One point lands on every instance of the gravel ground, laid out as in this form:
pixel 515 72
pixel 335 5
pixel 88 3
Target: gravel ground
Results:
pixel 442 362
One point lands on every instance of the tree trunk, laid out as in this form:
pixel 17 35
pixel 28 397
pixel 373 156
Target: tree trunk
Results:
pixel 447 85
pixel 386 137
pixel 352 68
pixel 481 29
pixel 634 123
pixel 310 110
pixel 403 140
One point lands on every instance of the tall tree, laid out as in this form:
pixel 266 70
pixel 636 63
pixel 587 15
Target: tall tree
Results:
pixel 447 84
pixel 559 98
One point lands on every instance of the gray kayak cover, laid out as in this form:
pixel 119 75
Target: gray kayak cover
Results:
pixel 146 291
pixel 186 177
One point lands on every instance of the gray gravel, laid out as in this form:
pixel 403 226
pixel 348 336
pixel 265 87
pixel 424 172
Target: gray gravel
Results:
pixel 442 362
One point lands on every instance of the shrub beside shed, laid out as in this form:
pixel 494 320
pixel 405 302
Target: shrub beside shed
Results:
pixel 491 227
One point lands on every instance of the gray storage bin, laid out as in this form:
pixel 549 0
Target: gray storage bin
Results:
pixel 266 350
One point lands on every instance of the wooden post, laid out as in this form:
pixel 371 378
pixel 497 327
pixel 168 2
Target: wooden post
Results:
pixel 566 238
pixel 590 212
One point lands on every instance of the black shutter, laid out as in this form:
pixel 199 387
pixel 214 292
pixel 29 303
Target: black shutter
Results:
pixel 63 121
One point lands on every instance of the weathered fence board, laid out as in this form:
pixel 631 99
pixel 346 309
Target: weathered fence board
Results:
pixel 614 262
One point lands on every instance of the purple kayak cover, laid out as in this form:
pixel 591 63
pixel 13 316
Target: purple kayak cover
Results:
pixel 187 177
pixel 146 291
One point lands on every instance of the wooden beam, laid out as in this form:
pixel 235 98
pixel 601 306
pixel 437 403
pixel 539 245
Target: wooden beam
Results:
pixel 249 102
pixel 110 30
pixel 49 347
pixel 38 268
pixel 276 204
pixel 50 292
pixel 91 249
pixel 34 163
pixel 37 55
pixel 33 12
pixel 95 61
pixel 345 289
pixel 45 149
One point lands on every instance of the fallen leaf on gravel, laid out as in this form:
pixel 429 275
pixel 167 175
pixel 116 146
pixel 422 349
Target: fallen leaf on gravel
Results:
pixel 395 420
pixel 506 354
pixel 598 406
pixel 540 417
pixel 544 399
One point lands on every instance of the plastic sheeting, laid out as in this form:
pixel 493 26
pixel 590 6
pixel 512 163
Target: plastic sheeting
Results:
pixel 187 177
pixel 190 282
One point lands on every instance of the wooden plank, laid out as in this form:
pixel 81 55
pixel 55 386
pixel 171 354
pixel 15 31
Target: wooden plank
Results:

**What is needed**. Retype all of the material above with every character intact.

**Answer section**.
One point lands on every instance of the gravel ground, laid out as in this form:
pixel 515 72
pixel 335 5
pixel 88 3
Target: gravel ground
Results:
pixel 442 362
One point lands on every instance of the tree trunk, laid out as in this form:
pixel 17 35
pixel 28 397
pixel 373 156
Target: tree trunk
Results:
pixel 447 85
pixel 386 137
pixel 352 68
pixel 481 29
pixel 634 123
pixel 310 110
pixel 403 140
One point lands on every instance of the tall tree, laid out as in this form:
pixel 266 70
pixel 636 63
pixel 587 15
Target: tall tree
Results:
pixel 447 84
pixel 559 98
One point lands on every instance of the gray kayak cover, laid out as in this form:
pixel 119 75
Target: gray kayak cover
Results:
pixel 146 291
pixel 186 177
One point lands on every instance of the gray gravel, laid out as in this form:
pixel 403 226
pixel 348 336
pixel 265 87
pixel 424 172
Target: gray gravel
Results:
pixel 442 362
One point lands on every instance of the shrub beside shed, laid out as in this form:
pixel 494 320
pixel 405 302
Target: shrub beside shed
Results:
pixel 491 227
One point lands on every instance of the gray storage bin, laid out as in this form:
pixel 549 0
Target: gray storage bin
Results:
pixel 266 350
One point lands on every instance of the wooden post, laid out as in this form:
pixel 371 378
pixel 497 327
pixel 168 2
Target: wooden post
Results:
pixel 566 238
pixel 590 212
One point lands on every instance of the black shutter, laid out as in this form:
pixel 199 387
pixel 214 292
pixel 29 303
Target: black shutter
Results:
pixel 63 121
One point lands on every instance of the weathered fence board, laid out as in this form:
pixel 631 99
pixel 346 309
Target: weathered fence board
Results:
pixel 614 262
One point lands on every instance of the purple kayak cover, laid out as in this form:
pixel 591 63
pixel 13 316
Target: purple kayak cover
Results:
pixel 187 177
pixel 146 291
One point lands on every instance of the wooden beam, laid out as in this form:
pixel 235 98
pixel 601 306
pixel 437 403
pixel 539 245
Target: wooden beam
Results:
pixel 249 102
pixel 110 30
pixel 49 347
pixel 38 268
pixel 276 204
pixel 50 292
pixel 91 249
pixel 34 163
pixel 37 55
pixel 33 12
pixel 95 61
pixel 345 289
pixel 45 149
One point lands on every instance of the fallen leaf on gravel, laid out as in this form:
pixel 429 275
pixel 167 175
pixel 116 146
pixel 422 349
Target: fallen leaf on gravel
Results:
pixel 395 420
pixel 506 354
pixel 598 406
pixel 540 417
pixel 544 399
One point lands on every instance of the plastic sheeting, laid out as in this form:
pixel 493 26
pixel 590 6
pixel 512 163
Target: plastic sheeting
Results:
pixel 187 177
pixel 190 282
One point lands on every instance of the wooden plank, laid out as in this form:
pixel 81 55
pixel 55 386
pixel 171 354
pixel 15 31
Target: wooden plank
Results:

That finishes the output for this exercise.